* Page text:
The Universal Pattern

Ownership Is Everything

Whoever Owns the Masters Wins

In music: the label owns your recordings. In film: the studio owns the IP. In sports: the league owns the broadcast rights. In every case, the entity that owns the output captures the majority of the value — not the entity that created it. Taylor Swift re-recorded her catalog because ownership was the only lever that worked.

Contracts Exploit Desperation

Sign or Die

A 19-year-old musician signs a 360 deal because it's the only way to get heard. A college athlete accepts a "scholarship" worth 1% of the revenue they generate. A young actor signs with CAA because there's no alternative. The contracts are legal. They're also exploitative. Power asymmetry is the product.

* Requirement: Carry on the text about ownership and exploitative contracts in music, film, and sports, picking up after its last sentence. The data that comes next is separate material, unrelated to the text about ownership and contracts.

* Supplied material:
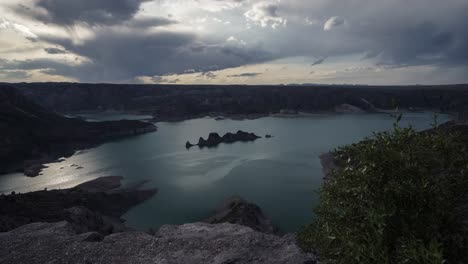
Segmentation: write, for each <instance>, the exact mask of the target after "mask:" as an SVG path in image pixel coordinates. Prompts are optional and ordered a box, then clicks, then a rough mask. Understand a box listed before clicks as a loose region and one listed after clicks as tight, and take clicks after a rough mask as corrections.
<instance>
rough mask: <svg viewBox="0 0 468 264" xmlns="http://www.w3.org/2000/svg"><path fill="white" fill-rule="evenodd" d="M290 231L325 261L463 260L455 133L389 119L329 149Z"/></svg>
mask: <svg viewBox="0 0 468 264" xmlns="http://www.w3.org/2000/svg"><path fill="white" fill-rule="evenodd" d="M334 157H335V159H336V164H337V168H336V169H335V170H334V171H333V172H332V173H331V175H329V178H328V179H327V181H326V183H325V184H324V187H323V188H322V189H321V190H320V203H319V205H318V206H317V208H315V219H314V222H313V223H312V224H310V225H309V226H307V227H305V228H304V229H303V230H302V231H301V232H300V233H299V235H298V239H299V241H300V243H301V245H302V246H303V247H304V248H305V249H309V250H312V249H314V250H317V251H318V253H319V255H320V257H321V258H322V260H323V261H324V262H326V263H343V264H352V263H434V264H441V263H468V228H467V227H468V222H467V220H468V219H467V215H468V214H467V212H466V211H467V210H468V207H467V206H466V205H468V199H467V197H468V196H467V194H468V152H467V151H466V148H465V144H464V143H463V142H462V141H461V140H460V137H459V136H458V135H456V134H454V133H444V132H442V131H441V130H438V129H435V130H433V131H431V132H424V133H418V132H416V131H415V130H414V129H412V128H401V127H399V126H398V125H397V124H396V125H395V127H394V130H393V131H390V132H383V133H376V134H374V136H373V137H372V138H370V139H367V140H365V141H363V142H360V143H357V144H353V145H350V146H346V147H342V148H339V149H337V150H336V151H335V152H334Z"/></svg>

* Answer box:
Corruption Scales With Revenue

Bigger = More Corrupt

FIFA ($7.5B, 14 indicted). NFL ($20B, CTE cover-up). NCAA ($19B, unpaid labor). The Big Three labels ($25B, 12% to artists). The larger the revenue, the more elaborate the extraction machinery and the more sophisticated the justification for why creators deserve less.

Direct-to-Fan Works

Cut Out the Middleman

Bandcamp (82% to artists). Patreon (88–95% to creators). Self-published authors on KDP (up to 70%). Independent musicians on DistroKid (100% of streaming royalties, flat fee). Every time the middleman is removed, the creator's share increases. The middleman's only argument is scale — and the internet solved scale in 2005.

The Compression Map

How much of each dollar reaches the person who created the thing you love:

Major Label Artist

12¢

per $1 of revenue

Spotify Stream

$0.003

per stream (artist share)

Film Actor (SAG min)

$1,082

per day (while studio profits billions)

NCAA Athlete (Pre-NIL)

$0

per $19B in revenue

Bandcamp Artist

82¢

per $1 of revenue

YouTube Creator

55¢

per $1 of ad revenue

What Would an Honest Entertainment Industry Look Like?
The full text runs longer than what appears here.